===== Supplied records =====
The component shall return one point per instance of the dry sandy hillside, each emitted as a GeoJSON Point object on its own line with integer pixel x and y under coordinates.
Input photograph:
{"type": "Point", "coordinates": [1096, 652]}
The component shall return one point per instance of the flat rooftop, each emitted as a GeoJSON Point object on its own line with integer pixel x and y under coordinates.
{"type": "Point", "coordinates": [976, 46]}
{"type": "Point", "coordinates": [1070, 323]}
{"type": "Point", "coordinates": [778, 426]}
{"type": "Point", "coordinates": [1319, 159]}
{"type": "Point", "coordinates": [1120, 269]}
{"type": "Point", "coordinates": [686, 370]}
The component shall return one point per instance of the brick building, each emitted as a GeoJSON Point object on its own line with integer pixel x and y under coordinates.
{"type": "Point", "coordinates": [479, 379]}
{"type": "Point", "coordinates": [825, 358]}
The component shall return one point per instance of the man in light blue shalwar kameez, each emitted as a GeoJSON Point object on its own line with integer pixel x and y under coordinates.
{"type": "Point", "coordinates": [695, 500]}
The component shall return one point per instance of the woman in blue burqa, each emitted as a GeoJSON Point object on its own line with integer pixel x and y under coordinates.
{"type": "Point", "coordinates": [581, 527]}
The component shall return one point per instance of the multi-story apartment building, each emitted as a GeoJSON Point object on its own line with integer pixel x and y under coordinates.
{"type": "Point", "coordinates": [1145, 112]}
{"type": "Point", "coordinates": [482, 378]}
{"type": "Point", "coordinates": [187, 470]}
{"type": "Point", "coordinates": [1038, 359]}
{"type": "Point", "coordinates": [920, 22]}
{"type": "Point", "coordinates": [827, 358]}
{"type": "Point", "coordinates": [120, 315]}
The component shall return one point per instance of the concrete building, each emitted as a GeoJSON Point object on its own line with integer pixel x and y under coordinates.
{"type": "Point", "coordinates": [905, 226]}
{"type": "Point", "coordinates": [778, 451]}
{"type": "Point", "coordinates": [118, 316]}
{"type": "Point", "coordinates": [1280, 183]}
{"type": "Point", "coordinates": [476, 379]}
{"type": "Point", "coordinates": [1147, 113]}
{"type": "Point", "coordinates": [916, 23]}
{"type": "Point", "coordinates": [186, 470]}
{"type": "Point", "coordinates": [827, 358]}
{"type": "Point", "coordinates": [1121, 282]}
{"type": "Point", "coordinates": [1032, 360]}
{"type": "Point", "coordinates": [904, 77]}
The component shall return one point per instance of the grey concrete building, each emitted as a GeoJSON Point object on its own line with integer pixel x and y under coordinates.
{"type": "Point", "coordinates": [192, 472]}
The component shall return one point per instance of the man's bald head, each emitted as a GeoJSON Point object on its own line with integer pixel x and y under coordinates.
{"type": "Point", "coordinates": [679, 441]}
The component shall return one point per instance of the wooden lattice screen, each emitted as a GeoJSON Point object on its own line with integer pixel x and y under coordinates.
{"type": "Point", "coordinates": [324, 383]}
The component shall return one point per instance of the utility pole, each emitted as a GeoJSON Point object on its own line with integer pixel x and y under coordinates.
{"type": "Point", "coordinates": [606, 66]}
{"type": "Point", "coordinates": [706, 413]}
=====
Task description » Begin at the line that has "of the concrete" and stop after the last line of the items. Rewrite only those lines, request lines included, multiplying every coordinate in the answers by 2.45 and rounding each result to a whole number, with halves rounded up.

Result of the task »
The component shall return one point per instance of the concrete building, each emitted as a GeoJSON Point object on its own line with integer pixel x and y under coordinates.
{"type": "Point", "coordinates": [2217, 554]}
{"type": "Point", "coordinates": [1906, 1105]}
{"type": "Point", "coordinates": [289, 774]}
{"type": "Point", "coordinates": [3136, 448]}
{"type": "Point", "coordinates": [1166, 929]}
{"type": "Point", "coordinates": [2810, 277]}
{"type": "Point", "coordinates": [2244, 56]}
{"type": "Point", "coordinates": [456, 1152]}
{"type": "Point", "coordinates": [2026, 877]}
{"type": "Point", "coordinates": [2746, 691]}
{"type": "Point", "coordinates": [2528, 882]}
{"type": "Point", "coordinates": [2215, 189]}
The component shall return one point per instance of the grey concrete building, each emitted as a GeoJSON Point object on its own line with integer pixel x and y under coordinates.
{"type": "Point", "coordinates": [470, 1156]}
The component shall return one point per instance of the man's bald head, each emitted as a GeoJSON Point object on its own line with integer pixel x and y under coordinates.
{"type": "Point", "coordinates": [1664, 1080]}
The component shall return one point per instance of the wooden lattice screen, each emitted as a GeoJSON Point object on its own line with integer pixel x and y under coordinates.
{"type": "Point", "coordinates": [794, 938]}
The component shall return one point per instance of the utility pole, each emitted as a GeoJSON Point object on its own line with integer pixel x and y under coordinates.
{"type": "Point", "coordinates": [1485, 162]}
{"type": "Point", "coordinates": [1730, 1012]}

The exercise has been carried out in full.